## Dataset extract
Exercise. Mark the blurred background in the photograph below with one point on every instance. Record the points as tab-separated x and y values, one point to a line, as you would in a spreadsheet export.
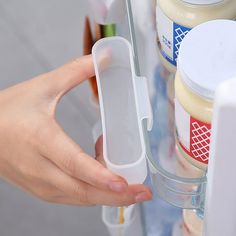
35	37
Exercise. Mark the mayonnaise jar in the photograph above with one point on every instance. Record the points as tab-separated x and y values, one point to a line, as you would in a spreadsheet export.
207	57
175	18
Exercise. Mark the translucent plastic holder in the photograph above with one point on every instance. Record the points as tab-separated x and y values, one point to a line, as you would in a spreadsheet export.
124	104
132	221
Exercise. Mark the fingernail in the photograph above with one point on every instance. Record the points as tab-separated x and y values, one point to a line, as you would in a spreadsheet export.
143	196
118	186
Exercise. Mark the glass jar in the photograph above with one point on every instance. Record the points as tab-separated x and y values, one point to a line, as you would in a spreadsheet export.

## Aim of the task
Could you restate all of the data above word for word and skip every picture?

## Written reply
Exercise. Mark the blurred background in the photograph below with one point on every instance. Record the points as tab-separated x and y values, one point to a line, as you would in a spreadsheet export.
35	37
Exercise. Mark the mayonnaise jar in the photograph above with one point on every instance. Record the points as tab-separated x and y values, one point to a line, as you would in a spreadsheet export.
207	57
175	18
Exercise. Mark the translucent plastic holder in the photograph above with one point on every instance. Record the points as tab-separated x and y values, one point to a line, as you would in a spreadsheet export.
124	104
132	221
Exercise. Mark the fingernail in the photograph above with one point on every instance. Record the points as tab-separated x and y values, one point to a line, as you would in a spreadsheet export.
143	196
118	186
Exercise. Mark the glass jar in the photograph above with one point on every instance. Record the points as tab-separated x and y values, one point to a line, as you would in a spreadsheet export.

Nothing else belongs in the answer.